THE TASK. Write out the records below once more, exactly as they stand.

BEGIN THE DATA

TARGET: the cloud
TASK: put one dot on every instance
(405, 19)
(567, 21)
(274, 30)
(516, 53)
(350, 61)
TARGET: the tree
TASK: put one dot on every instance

END THE DATA

COMPLETED TASK.
TARGET: the cloud
TASK: put one dot on every instance
(405, 19)
(567, 21)
(274, 30)
(516, 53)
(350, 61)
TARGET: the tree
TASK: put one dot on every instance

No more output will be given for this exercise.